Start of Block

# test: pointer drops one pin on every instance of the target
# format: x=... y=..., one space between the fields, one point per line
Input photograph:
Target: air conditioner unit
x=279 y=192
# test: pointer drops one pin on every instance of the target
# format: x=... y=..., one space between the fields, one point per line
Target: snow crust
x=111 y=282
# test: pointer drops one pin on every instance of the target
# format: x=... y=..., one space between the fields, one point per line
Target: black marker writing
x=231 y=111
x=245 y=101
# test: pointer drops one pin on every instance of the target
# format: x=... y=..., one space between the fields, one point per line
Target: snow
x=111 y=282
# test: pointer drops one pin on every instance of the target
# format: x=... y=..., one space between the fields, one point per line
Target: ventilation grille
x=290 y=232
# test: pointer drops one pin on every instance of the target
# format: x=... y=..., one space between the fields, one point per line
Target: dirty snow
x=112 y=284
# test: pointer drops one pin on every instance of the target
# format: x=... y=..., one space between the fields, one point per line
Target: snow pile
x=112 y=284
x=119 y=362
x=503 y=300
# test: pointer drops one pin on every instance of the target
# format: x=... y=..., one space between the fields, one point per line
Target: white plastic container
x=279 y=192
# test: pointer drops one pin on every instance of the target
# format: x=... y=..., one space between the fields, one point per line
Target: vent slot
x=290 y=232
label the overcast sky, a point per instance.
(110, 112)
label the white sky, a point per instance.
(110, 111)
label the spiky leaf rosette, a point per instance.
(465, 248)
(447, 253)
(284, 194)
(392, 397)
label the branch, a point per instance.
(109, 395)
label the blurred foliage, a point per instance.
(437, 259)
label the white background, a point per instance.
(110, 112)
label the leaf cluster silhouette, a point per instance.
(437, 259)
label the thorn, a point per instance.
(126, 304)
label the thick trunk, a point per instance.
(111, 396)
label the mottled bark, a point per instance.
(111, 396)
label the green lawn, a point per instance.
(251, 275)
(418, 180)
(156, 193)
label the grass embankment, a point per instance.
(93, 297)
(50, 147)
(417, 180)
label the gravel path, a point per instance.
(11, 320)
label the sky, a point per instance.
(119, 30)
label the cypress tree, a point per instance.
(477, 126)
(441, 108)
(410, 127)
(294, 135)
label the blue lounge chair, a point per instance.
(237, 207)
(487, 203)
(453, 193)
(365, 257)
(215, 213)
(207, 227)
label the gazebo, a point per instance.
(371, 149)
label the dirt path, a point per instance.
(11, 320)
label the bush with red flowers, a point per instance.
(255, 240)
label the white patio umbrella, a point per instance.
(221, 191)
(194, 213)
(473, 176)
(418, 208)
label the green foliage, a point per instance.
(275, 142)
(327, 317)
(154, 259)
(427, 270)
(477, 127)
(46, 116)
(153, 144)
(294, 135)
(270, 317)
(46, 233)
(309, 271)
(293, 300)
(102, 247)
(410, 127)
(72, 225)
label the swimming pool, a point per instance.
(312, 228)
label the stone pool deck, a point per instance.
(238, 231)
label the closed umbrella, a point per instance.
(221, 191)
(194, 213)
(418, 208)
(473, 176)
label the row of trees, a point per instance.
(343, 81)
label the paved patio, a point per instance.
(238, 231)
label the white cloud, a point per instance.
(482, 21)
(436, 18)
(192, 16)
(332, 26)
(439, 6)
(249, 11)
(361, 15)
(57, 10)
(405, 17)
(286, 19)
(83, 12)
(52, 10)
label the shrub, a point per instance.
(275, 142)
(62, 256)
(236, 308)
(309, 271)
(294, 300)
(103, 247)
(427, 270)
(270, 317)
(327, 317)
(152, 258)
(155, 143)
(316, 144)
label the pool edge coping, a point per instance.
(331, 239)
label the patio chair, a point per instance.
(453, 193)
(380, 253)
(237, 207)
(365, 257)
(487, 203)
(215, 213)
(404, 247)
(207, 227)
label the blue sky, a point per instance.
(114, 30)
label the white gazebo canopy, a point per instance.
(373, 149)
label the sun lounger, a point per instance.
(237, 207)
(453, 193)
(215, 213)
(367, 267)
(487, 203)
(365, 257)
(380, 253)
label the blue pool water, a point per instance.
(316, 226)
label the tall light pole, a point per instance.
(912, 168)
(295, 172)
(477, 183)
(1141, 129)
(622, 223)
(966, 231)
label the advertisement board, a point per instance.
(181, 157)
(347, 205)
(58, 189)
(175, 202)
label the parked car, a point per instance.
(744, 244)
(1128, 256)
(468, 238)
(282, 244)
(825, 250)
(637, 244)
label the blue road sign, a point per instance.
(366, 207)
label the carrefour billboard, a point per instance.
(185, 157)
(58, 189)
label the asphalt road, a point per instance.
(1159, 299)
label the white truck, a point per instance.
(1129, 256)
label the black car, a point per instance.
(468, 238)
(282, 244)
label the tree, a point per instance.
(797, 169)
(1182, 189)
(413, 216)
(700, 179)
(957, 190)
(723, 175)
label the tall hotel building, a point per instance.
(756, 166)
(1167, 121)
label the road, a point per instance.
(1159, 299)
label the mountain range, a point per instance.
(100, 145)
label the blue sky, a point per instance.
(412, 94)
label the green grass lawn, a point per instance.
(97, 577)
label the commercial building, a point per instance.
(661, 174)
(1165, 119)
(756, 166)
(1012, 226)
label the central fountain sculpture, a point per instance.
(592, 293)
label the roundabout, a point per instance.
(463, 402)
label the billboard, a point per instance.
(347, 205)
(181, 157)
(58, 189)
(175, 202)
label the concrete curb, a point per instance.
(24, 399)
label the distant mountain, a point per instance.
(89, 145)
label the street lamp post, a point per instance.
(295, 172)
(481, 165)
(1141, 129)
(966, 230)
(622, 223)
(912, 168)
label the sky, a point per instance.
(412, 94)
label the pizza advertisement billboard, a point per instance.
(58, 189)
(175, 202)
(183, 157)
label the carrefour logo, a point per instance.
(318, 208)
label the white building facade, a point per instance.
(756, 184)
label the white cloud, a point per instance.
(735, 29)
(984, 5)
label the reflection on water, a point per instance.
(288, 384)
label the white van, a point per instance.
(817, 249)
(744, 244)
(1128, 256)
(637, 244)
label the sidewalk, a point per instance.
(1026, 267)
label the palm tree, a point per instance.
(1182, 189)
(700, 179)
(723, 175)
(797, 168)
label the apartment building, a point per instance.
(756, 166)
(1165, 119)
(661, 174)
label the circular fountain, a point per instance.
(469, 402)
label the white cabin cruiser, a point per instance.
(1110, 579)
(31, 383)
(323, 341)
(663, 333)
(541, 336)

End of Block

WHAT THIS TASK INVOLVES :: Please reproduce the records exactly, without leaving any out.

WRITTEN SOLUTION ::
# test: pointer drops one pin on every instance of the target
# format: x=... y=..., one space between the fields, one point per line
Input photograph:
Target: air conditioner unit
x=279 y=192
# test: pointer drops one pin on every instance of the target
# format: x=... y=..., one space between the fields, one point per line
Target: snow crust
x=111 y=282
# test: pointer drops one pin on every instance of the target
# format: x=... y=..., one space between the fields, one point per line
Target: black marker writing
x=231 y=111
x=245 y=101
# test: pointer drops one pin on every instance of the target
# format: x=... y=..., one space between the fields, one point per line
Target: snow
x=111 y=282
# test: pointer drops one pin on every instance of the target
# format: x=... y=..., one space between the fields, one point per line
Target: ventilation grille
x=290 y=232
# test: pointer drops one pin on every instance of the target
# format: x=... y=..., one space between the fields, one point per line
Target: dirty snow
x=112 y=284
# test: pointer drops one pin on every instance of the target
# format: x=... y=..., one space between the fields, one point per line
Target: snow pile
x=112 y=284
x=119 y=362
x=503 y=300
# test: pointer drops one pin on every instance of the target
# format: x=... y=..., one space between the fields, one point per line
Target: white plastic container
x=279 y=192
# test: pointer drops one pin on every instance of the target
# format: x=... y=..., one space between the fields, one point per line
Target: vent slot
x=290 y=232
label the overcast sky, a point per instance.
(110, 112)
label the white sky, a point per instance.
(110, 111)
label the spiky leaf rosette, a point per instance.
(465, 248)
(447, 253)
(284, 194)
(392, 397)
label the branch, a point per instance.
(109, 395)
label the blurred foliage, a point per instance.
(437, 259)
label the white background, a point per instance.
(110, 112)
label the leaf cluster silhouette, a point per instance.
(437, 259)
label the thorn, a point per instance.
(126, 304)
label the thick trunk, a point per instance.
(111, 396)
label the mottled bark, a point per instance.
(111, 396)
label the green lawn, a point per instance.
(251, 275)
(418, 180)
(156, 193)
label the grass embankment, a point per instance.
(93, 297)
(50, 147)
(417, 180)
label the gravel path, a point per instance.
(11, 320)
label the sky, a point per instance.
(119, 30)
label the cypress tree, a point per instance.
(477, 126)
(441, 108)
(410, 127)
(294, 135)
label the blue lounge chair, a point per instance.
(237, 207)
(487, 203)
(453, 193)
(365, 257)
(215, 213)
(207, 227)
label the gazebo, a point per instance.
(371, 149)
label the dirt path, a point per instance.
(11, 320)
label the bush with red flowers, a point per instance.
(255, 240)
label the white patio umbrella, a point per instance.
(221, 191)
(194, 213)
(473, 176)
(418, 208)
label the green foliage, a point per instance.
(275, 142)
(327, 317)
(154, 259)
(427, 270)
(477, 127)
(46, 116)
(153, 144)
(294, 135)
(270, 317)
(46, 233)
(309, 271)
(293, 300)
(102, 247)
(410, 127)
(72, 225)
label the swimming pool, a point per instance.
(312, 228)
label the stone pool deck, a point per instance.
(238, 231)
label the closed umbrella, a point per instance.
(221, 191)
(194, 213)
(418, 208)
(473, 176)
label the row of trees, a point per instance.
(343, 81)
label the paved patio, a point per instance.
(238, 231)
label the white cloud, a point per instance.
(482, 21)
(436, 18)
(192, 16)
(332, 26)
(439, 6)
(249, 11)
(361, 15)
(57, 10)
(405, 17)
(286, 19)
(83, 12)
(52, 10)
label the shrub, a point per instance.
(275, 142)
(62, 256)
(236, 308)
(309, 271)
(294, 300)
(103, 247)
(427, 270)
(270, 317)
(327, 317)
(152, 258)
(155, 143)
(316, 144)
label the pool edge coping, a point per instance.
(331, 239)
label the patio chair, a point per instance.
(453, 193)
(380, 253)
(237, 207)
(365, 257)
(487, 203)
(215, 213)
(404, 247)
(207, 227)
label the blue sky, a point per instance.
(114, 30)
label the white gazebo canopy, a point per instance.
(373, 149)
label the sun lounger, a point per instance.
(237, 207)
(453, 193)
(215, 213)
(367, 267)
(487, 203)
(365, 257)
(380, 253)
label the blue pool water, a point per instance.
(316, 226)
label the tall light pole, a point per instance.
(912, 168)
(295, 172)
(477, 183)
(1141, 129)
(622, 223)
(966, 231)
label the advertisement board, a point per instance.
(181, 157)
(347, 205)
(58, 189)
(175, 202)
label the parked car, a point per instance.
(744, 244)
(1128, 256)
(468, 238)
(282, 244)
(825, 250)
(637, 244)
label the blue road sign, a point per instance.
(366, 207)
label the carrefour billboard, a point per instance.
(185, 157)
(58, 189)
label the asphalt road, a point per instance.
(1159, 299)
label the white truck, a point per instance.
(1129, 256)
label the black car, a point per instance.
(468, 238)
(282, 244)
label the tree, a point per instance.
(797, 169)
(1182, 189)
(413, 216)
(700, 179)
(957, 190)
(723, 175)
label the tall hotel building, a point per instance.
(756, 166)
(1167, 121)
label the road, a point per instance.
(1159, 299)
label the mountain range, a point per instance.
(100, 145)
label the blue sky, a point per instance.
(412, 94)
label the green grass lawn, a point per instance.
(97, 577)
label the commercial building, a point per instance.
(661, 174)
(1165, 119)
(756, 166)
(1012, 226)
label the central fountain sculpture, a point per instance.
(592, 293)
label the roundabout, a point per instance.
(463, 402)
label the billboard, a point per instance.
(347, 205)
(181, 157)
(58, 189)
(175, 202)
label the concrete curb, a point per instance.
(24, 399)
label the distant mountain, a point per instance.
(89, 145)
label the street lamp post, a point per instance.
(295, 172)
(481, 165)
(1141, 129)
(966, 230)
(622, 223)
(912, 168)
label the sky, a point per instance.
(412, 94)
label the pizza advertisement billboard, a point per instance.
(58, 189)
(175, 202)
(183, 157)
label the carrefour logo, a point per instance.
(318, 208)
label the white building facade, a point per instance.
(756, 184)
label the white cloud, a point per instance.
(735, 29)
(984, 5)
label the reflection on water, a point per instance.
(288, 384)
label the white van, a point per instance.
(817, 249)
(744, 244)
(1128, 256)
(637, 244)
label the sidewalk, a point per instance.
(1026, 267)
label the palm tree, a point per instance.
(1182, 189)
(700, 179)
(723, 175)
(797, 168)
label the apartment building, a point per instance.
(756, 166)
(1165, 119)
(661, 174)
label the circular fountain, a point per instance.
(469, 402)
label the white cabin cruiser, a point per instance.
(1110, 579)
(31, 383)
(323, 341)
(663, 333)
(541, 336)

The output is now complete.